**PARTS OF THE EXERCISE**
1. Can you reproduce the Cryptosporidium article from "From 2011 to" to "to the CDC.", substituting "natural water" for "untreated water"?
2. Could you carry on the article about the Cryptosporidium parasite from its last sentence?

**EXTRACT**
════════════════════
Pool-Based Parasite: Cryptosporidium Parasite Causing Swimming Fears This Summer

Pool-based parasite Cryptosporidium is being found in recreational waters, such as backyard swimming pools, hot tubs, and water parks. The microscopic parasite causes gastrointestinal illnesses. Cryptosporidium is reportedly becoming increasingly resistant to disinfectants and antibacterial cleaners.

Crypto has been deemed the “leading cause” of waterborne illness in America. The microscopic parasite can also be found in contaminated food, according to Newsweek. Although there are 20 known species of Cryptosporidium, only a “handful” are actually harmful to human beings.

Over the course of the past 20 years, there has been a significant increase in the number of recreational water illness outbreaks associated with swimming, the Centers for Disease Control and Prevention (CDC) contends.

“Crypto, which can stay alive for days even in well-maintained pools, has become the leading cause of swimming pool-related outbreaks of diarrhea illness. From 2004 to 2008, reported Crypto cases increased over 200 percent,” the CDC website states.

From 2011 to 2012, 90 Crypto outbreaks and 1,788 cases of illness from recreational water use reportedly occurred. A total of 77 percent of the illnesses occurred in water that was treated with chlorine or bromine. A total of 23 percent of the outbreaks involved untreated water, such as lakes and oceans, according to the CDC.

The CDC wrote that Crypto is protected by an outer shell that allows it to survive outside the body for long periods of time, and makes it tolerant to chlorine disinfection. The parasite can also be found in drinking water as well as recreational water.
════════════════════
**PROVIDED DATA**
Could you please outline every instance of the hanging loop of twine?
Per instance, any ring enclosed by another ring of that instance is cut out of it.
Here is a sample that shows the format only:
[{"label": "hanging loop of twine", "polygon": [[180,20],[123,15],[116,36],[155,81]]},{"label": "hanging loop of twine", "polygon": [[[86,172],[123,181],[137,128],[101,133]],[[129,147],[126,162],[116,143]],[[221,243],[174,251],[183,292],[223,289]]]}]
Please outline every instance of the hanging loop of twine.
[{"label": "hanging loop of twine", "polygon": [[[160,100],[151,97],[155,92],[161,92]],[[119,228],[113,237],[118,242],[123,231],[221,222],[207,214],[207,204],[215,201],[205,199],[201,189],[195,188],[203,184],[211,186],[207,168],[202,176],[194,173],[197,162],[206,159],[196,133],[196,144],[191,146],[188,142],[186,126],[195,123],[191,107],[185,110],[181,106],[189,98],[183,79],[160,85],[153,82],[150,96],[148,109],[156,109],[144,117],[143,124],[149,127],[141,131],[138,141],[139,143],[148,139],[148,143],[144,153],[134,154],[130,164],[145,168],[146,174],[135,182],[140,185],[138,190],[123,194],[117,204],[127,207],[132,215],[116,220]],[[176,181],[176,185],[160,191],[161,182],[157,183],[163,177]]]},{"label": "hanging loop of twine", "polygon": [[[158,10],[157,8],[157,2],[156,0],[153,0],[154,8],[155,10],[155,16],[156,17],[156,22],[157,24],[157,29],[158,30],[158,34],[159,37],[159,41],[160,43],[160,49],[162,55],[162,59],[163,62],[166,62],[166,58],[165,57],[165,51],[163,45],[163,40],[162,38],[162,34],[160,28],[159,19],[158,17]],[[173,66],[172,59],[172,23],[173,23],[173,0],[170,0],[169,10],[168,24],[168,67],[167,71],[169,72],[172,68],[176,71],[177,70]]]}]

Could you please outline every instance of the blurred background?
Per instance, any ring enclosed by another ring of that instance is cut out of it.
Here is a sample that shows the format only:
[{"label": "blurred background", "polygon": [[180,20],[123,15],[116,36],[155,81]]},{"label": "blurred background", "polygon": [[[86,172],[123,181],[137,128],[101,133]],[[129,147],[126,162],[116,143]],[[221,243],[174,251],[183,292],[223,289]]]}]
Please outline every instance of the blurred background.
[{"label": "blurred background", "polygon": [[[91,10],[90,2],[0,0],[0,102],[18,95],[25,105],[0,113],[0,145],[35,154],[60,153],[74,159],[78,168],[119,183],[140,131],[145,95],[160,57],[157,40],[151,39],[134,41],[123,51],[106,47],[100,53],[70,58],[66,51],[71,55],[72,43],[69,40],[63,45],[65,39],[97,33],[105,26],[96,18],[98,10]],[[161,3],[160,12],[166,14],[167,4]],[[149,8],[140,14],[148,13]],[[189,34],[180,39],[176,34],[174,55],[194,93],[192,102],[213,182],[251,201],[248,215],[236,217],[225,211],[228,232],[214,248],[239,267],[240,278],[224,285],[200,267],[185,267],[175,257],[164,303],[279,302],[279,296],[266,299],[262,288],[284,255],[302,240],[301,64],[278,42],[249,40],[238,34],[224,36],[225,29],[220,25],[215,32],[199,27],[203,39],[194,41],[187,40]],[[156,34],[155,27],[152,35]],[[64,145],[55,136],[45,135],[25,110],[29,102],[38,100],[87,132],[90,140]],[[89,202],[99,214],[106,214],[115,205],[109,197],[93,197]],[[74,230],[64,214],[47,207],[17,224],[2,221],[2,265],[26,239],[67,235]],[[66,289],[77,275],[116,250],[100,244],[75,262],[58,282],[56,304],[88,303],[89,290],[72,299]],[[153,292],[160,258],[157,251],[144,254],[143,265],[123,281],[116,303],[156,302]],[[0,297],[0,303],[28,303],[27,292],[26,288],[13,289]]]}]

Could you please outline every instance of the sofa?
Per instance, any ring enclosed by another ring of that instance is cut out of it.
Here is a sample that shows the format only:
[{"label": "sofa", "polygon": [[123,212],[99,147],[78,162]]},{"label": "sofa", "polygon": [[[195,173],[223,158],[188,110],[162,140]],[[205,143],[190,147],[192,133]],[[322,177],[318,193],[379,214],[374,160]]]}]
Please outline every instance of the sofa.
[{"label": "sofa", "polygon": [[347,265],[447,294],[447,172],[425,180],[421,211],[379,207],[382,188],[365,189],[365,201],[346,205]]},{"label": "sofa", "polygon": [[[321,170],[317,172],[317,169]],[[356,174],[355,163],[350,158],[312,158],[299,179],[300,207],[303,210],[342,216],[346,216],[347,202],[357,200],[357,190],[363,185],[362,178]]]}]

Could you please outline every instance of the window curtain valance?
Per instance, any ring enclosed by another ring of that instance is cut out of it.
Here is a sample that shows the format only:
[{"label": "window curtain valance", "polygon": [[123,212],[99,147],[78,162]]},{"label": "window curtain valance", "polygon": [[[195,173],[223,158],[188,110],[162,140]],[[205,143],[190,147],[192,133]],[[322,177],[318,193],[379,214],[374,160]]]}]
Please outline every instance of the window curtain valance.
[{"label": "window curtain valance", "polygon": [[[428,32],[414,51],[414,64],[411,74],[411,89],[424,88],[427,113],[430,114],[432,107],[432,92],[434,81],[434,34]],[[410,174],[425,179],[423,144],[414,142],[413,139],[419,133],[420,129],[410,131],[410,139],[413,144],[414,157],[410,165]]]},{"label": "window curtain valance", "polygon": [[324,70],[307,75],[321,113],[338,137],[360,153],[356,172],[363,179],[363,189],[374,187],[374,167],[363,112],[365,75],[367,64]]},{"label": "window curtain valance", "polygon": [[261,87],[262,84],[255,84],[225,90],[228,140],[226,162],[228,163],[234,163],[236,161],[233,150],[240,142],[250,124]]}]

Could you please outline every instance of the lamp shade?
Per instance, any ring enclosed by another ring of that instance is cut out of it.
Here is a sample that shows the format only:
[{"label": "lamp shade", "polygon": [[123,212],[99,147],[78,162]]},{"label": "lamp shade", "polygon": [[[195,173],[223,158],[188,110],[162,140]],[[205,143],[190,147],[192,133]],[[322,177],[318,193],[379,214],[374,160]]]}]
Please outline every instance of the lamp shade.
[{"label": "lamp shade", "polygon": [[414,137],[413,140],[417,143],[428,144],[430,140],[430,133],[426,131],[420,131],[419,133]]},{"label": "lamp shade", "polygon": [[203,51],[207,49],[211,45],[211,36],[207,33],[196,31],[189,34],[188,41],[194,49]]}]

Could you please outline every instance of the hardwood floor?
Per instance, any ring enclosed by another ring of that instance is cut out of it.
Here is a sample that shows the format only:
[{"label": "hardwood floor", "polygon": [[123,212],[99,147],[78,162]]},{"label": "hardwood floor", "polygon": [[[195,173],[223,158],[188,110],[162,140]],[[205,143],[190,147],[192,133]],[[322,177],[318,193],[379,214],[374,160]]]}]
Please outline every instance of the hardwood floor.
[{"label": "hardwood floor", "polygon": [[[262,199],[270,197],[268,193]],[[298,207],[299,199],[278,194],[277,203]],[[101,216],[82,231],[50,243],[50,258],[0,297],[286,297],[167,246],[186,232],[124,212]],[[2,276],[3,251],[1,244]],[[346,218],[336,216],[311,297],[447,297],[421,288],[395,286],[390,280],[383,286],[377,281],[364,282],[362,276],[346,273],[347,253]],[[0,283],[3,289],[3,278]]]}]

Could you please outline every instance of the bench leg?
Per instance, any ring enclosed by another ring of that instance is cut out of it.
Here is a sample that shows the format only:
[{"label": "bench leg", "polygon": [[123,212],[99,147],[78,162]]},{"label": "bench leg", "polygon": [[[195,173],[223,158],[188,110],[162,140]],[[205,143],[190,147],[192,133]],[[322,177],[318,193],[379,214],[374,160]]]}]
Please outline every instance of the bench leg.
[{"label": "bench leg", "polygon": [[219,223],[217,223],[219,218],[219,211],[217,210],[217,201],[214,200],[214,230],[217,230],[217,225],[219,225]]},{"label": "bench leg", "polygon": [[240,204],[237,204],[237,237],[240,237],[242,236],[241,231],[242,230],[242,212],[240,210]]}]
════════════════════
**ANSWERS PROVIDED**
1.
From 2011 to 2012, 90 Crypto outbreaks and 1,788 cases of illness from recreational water use reportedly occurred. A total of 77 percent of the illnesses occurred in water that was treated with chlorine or bromine. A total of 23 percent of the outbreaks involved natural water, such as lakes and oceans, according to the CDC.

2.
Most germs do not tolerate chlorine like Crypto can. Keeping swimming pools and water parks monitored to make sure the recommended levels of chlorine are maintained is an important and routine step to keeping the water clean and healthy. According to a 2010 study cited by the CDC, one in eight public pools failed inspections and were immediately closed due to “serious code violations,” which often included improper chlorine levels.

“People are realizing it’s not necessarily only about where they ate or what they ate,” epidemiologist Michele Hlavsa stated during an interview with LiveScience.“It could be about where they went swimming.”

To prevent infection by the pool-based parasite and other swimming health issues, the CDC recommends that everyone shower before getting into a pool and that children are removed from the water for frequent bathroom breaks. The health organization also urges anyone who has suffered from a bout with diarrhea to stay out of pools for at least two weeks if they have been previously diagnosed with Crypto.